*WORK TO BE COMPLETED*.
The entries need to be copied exactly.

↓↓↓

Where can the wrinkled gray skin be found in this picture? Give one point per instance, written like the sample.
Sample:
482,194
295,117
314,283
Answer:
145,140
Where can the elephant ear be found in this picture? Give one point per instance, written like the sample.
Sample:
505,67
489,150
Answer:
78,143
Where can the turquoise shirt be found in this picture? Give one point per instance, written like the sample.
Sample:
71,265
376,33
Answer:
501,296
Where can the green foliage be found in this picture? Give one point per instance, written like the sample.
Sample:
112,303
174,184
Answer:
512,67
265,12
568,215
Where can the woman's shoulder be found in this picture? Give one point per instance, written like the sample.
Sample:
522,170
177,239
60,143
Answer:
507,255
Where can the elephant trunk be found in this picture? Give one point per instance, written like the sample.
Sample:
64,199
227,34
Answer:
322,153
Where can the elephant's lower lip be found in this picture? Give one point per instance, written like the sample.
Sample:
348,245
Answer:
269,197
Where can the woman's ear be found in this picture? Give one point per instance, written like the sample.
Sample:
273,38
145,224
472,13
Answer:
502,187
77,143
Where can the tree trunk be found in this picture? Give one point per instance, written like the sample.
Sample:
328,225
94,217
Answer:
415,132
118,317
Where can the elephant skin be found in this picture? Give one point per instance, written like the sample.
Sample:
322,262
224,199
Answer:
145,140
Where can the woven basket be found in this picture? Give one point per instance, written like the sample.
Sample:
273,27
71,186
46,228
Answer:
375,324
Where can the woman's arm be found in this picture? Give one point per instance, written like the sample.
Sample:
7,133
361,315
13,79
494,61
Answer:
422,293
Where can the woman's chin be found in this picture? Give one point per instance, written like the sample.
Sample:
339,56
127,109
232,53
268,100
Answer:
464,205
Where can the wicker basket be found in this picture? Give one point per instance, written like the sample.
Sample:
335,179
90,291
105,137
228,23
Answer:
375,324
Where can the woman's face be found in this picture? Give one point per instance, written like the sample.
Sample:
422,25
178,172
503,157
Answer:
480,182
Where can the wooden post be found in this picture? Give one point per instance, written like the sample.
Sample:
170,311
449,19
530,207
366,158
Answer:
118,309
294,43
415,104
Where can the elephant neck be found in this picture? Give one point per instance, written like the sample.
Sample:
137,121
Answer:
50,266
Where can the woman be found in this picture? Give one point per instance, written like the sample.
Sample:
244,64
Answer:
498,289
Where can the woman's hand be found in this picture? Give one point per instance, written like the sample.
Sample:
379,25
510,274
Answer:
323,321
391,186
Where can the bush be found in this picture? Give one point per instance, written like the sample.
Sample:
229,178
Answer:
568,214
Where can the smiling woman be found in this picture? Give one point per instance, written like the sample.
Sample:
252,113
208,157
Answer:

↑↑↑

*EXERCISE RESULT*.
Where can the wrinkled gray skin be found in this picture? Give one point per instance, written like the sample.
Sample:
482,194
295,117
314,283
Answer:
145,140
Where can the elephant ear be found in this picture? Give one point per instance, written like the sample.
Sample:
505,67
489,150
Answer:
78,143
Where can the turquoise shirt be found in this picture? Give one point per instance, written like the sample.
Sample:
71,265
376,33
Answer:
501,296
Where can the green foliage be found in this picture? Give one point per instance, written like the sample.
Sample:
112,303
174,184
Answer:
512,67
265,12
568,215
Where can the woman's shoulder be found in this picture? Give one point per instance, written like the sample.
Sample:
522,170
177,239
60,143
Answer:
507,255
Where can the elephant trunk be found in this picture? Give one point per instance, written like the sample.
Sample:
64,199
227,34
Answer:
322,153
Where can the elephant's lower lip be found in this picture? Give one point per instance, written like the sample.
Sample:
348,245
Answer:
269,197
Where can the woman's ear be found in this picture? Give one point per instance, written like the sample.
Sample:
273,38
145,224
472,13
Answer:
502,187
77,143
Where can the tree trunk be found in this picture? Give one point per instance, written like the sample.
Sample:
328,225
94,217
Answer:
415,132
118,317
Where can the elephant skin be found in this picture? Give one point per instance, written like the sample.
Sample:
322,262
224,199
Answer:
145,140
Where can the woven basket be found in this picture? Give one point per instance, written like the sample.
Sample:
273,27
71,186
46,228
Answer:
375,324
Where can the woman's arm be found in this picture? Give one point per instance, written like the sample.
Sample:
7,133
361,315
13,79
494,61
Answer:
422,293
Where can the woman's chin be found in this picture? Give one point per instance, written like the sample.
Sample:
339,56
127,109
232,53
268,100
Answer:
464,205
Where can the wicker basket be found in this picture? Give one point per instance, written like the sample.
Sample:
335,179
90,291
105,137
228,23
Answer:
375,324
Where can the woman's face be found in this picture? Give one point per instance, written like the sample.
Sample:
422,25
178,172
503,157
Answer:
480,182
Where can the wooden post be found in this picture? Give one point per instance, written like the sample.
Sample:
170,311
449,19
530,207
366,158
Answer:
118,309
294,43
415,104
Where can the elephant neck be found in this picture? Give one point per instance, written like the sample.
Sample:
137,121
Answer:
50,266
Where can the woman be found in this picture? Give one point per instance, written like the sample.
Sample:
244,64
Answer:
498,289
Where can the woman's hand be found in this picture? Give one point per instance, written like the sample.
Sample:
379,25
510,274
Answer:
323,321
391,186
Where can the bush be found in this picture? Give one point per instance, written like the sample.
Sample:
229,178
Answer:
568,214
Where can the smiling woman be found in this picture? Give one point per instance, written like the sample.
Sample:
252,113
208,157
Answer:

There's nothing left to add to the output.